TEKSTFRAGMENT.

Er bestaat altijd spanning tussen de soevereiniteit van staten enerzijds en het streven naar mensenrechten voor iedereen anderzijds. Staten die de orde kunnen bewaken binnen hun grenzen, genieten een zekere legitimiteit. Tegelijkertijd weten we dat regeringen mensenrechten niet altijd op de eerste plaats hebben staan. De grootste massamoorden uit de geschiedenis werden zelfs gepleegd door staatsinstanties.

Hoewel staatsgezag dus zeker geen garantie biedt tegen mensenrechtenschendingen, biedt het tenminste een aanspreekpunt. Bovendien ervaren alle gebieden waar staatsgezag wegvalt een toename van mensenrechtenschendingen. Het ontwrichten van staatsgezag door ingrijpen in andere landen moet zoveel mogelijk worden vermeden.

De spanning tussen mensenrecht en volkenrecht is in het huidige systeem ingebakken en in zekere zin onvermijdelijk. In de vroege 21ste eeuw wordt de soevereiniteit van een staat niet langer puur als absoluut recht gezien, maar dat die soevereiniteit ook verplichtingen meebrengt. Een zeer belangrijke plicht die uit soevereiniteit voortvloeit, is het beschermen van inwoners van de staat tegen genocide, oorlogsmisdaden, mensenrechtenschendingen en etnische zuivering. Mocht een staat die verplichting niet nakomen, dan ligt daar een taak voor de internationale gemeenschap. Vanuit het principe ‘Responsibility to Protect’ is een verschuiving waarneembaar in de opvattingen over de rol van staten binnen de internationale gemeenschap. Binnen deze veranderende opvatting vormen mensenrechten een essentieel onderdeel van het concept soevereiniteit.

TE VERWERKEN LIJST.
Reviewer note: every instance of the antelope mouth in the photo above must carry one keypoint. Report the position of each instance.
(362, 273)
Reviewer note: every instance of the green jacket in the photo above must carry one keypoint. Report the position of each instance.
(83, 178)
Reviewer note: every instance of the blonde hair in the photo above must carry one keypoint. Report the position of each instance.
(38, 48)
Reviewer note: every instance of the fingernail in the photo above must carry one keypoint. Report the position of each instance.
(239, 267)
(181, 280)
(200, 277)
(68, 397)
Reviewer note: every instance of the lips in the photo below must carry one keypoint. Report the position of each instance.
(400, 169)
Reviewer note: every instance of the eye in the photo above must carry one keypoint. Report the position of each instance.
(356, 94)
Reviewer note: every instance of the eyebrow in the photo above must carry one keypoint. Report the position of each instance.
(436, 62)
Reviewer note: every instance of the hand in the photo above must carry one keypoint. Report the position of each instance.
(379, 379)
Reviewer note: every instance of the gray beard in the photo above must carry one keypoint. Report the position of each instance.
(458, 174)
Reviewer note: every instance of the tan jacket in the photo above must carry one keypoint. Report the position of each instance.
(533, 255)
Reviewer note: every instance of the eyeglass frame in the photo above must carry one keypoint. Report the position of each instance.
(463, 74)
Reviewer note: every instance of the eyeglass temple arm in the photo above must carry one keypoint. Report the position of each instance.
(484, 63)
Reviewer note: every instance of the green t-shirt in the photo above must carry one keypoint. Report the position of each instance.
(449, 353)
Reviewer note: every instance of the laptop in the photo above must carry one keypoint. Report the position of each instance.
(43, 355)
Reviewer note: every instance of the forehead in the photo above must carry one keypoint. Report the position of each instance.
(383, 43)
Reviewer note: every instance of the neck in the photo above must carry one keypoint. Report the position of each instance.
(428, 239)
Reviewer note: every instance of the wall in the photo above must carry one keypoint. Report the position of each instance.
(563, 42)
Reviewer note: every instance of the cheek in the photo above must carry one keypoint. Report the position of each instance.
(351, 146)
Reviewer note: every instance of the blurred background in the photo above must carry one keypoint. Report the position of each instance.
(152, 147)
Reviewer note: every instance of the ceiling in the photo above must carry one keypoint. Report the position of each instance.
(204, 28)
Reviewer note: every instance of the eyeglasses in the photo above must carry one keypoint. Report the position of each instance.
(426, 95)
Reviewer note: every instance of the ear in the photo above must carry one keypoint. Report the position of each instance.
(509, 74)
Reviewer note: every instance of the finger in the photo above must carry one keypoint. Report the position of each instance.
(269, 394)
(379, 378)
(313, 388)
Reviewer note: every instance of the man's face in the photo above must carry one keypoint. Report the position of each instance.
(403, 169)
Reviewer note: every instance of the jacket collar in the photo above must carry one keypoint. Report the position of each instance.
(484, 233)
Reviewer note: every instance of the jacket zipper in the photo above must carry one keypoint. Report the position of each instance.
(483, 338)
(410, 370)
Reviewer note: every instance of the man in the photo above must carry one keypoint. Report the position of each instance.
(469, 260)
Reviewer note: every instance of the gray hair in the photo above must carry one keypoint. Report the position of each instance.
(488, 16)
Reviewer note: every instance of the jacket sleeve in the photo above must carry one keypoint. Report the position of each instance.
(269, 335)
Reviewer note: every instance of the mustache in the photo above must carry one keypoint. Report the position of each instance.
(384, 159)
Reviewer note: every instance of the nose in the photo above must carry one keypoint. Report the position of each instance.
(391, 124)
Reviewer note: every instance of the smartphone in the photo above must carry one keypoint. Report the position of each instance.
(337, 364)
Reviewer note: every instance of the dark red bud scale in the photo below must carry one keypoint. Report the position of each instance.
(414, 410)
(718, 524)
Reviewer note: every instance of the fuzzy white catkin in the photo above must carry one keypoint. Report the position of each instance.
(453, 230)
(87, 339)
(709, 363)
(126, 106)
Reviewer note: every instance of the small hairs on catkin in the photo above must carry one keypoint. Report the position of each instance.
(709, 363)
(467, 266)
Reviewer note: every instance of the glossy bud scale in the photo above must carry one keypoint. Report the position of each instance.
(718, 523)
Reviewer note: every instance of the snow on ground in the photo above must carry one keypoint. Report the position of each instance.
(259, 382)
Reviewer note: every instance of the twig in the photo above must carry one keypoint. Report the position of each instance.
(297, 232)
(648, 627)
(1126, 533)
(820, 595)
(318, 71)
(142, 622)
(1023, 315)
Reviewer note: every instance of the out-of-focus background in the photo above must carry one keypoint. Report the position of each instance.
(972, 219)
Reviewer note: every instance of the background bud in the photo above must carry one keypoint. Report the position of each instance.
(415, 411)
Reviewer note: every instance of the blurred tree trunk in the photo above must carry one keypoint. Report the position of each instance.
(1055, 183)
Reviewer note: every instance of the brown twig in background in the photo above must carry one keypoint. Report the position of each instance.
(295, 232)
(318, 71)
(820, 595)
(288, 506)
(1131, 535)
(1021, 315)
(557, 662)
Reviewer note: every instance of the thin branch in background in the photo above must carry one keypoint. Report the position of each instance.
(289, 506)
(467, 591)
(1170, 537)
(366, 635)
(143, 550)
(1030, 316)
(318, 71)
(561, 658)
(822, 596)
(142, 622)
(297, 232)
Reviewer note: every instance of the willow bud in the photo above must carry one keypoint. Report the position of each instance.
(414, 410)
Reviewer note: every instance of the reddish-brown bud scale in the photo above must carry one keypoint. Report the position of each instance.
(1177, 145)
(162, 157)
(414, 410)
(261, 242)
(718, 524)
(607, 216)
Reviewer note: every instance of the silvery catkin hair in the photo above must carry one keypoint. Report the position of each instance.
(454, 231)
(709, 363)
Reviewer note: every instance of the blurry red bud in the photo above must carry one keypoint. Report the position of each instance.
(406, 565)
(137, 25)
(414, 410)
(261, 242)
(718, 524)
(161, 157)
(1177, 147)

TAKEN EN OEFENINGEN.
a – Door wie werden volgens het tekstfragment de grootste massamoorden uit de geschiedenis gepleegd?
b – Schaal alsjeblieft de regels uit de lijst, te beginnen bij de regel met "Reviewer note: every instance of the man in" en doorlopend tot en met de regel met "(1055, 183)": vermenigvuldig elk coördinaat met 1,3 en rond af op hele getallen, halven naar boven. Geef alleen die regels terug en neem alle overige tekst ongewijzigd over.
Het tekstfragment en de lijst hebben niets met elkaar te maken.

VOLLEDIGE ANTWOORDEN.
a – Door staatsinstanties.

b –
Reviewer note: every instance of the man in the photo above must carry one keypoint. Report the position of each instance.
(610, 338)
Reviewer note: every instance of the gray hair in the photo above must carry one keypoint. Report the position of each instance.
(634, 21)
Reviewer note: every instance of the jacket sleeve in the photo above must carry one keypoint. Report the position of each instance.
(350, 436)
Reviewer note: every instance of the mustache in the photo above must carry one keypoint. Report the position of each instance.
(499, 207)
Reviewer note: every instance of the nose in the photo above must carry one keypoint. Report the position of each instance.
(508, 161)
Reviewer note: every instance of the smartphone in the photo above must carry one keypoint. Report the position of each instance.
(438, 473)
Reviewer note: every instance of the dark red bud scale in the photo below must carry one keypoint. Report the position of each instance.
(538, 533)
(933, 681)
Reviewer note: every instance of the fuzzy white catkin in the photo above must carry one keypoint. Report the position of each instance.
(589, 299)
(113, 441)
(922, 472)
(164, 138)
Reviewer note: every instance of the small hairs on catkin in the photo above must carry one keypoint. Report the position of each instance.
(922, 472)
(607, 346)
Reviewer note: every instance of the glossy bud scale in the photo above must carry one keypoint. Report the position of each instance.
(933, 680)
Reviewer note: every instance of the snow on ground in the photo above must carry one keypoint. Report the position of each instance.
(337, 497)
Reviewer note: every instance of the twig in the photo above must carry one keypoint. Report the position of each instance.
(386, 302)
(842, 815)
(1464, 693)
(1066, 774)
(413, 92)
(185, 809)
(1330, 410)
Reviewer note: every instance of the out-of-focus background in the photo above must carry one keypoint. Report the position of each instance.
(1264, 285)
Reviewer note: every instance of the background bud in the photo above must carry one keypoint. Report the position of each instance.
(540, 534)
Reviewer note: every instance of the blurred tree trunk in the photo above must carry one keypoint. Report the position of each instance.
(1372, 238)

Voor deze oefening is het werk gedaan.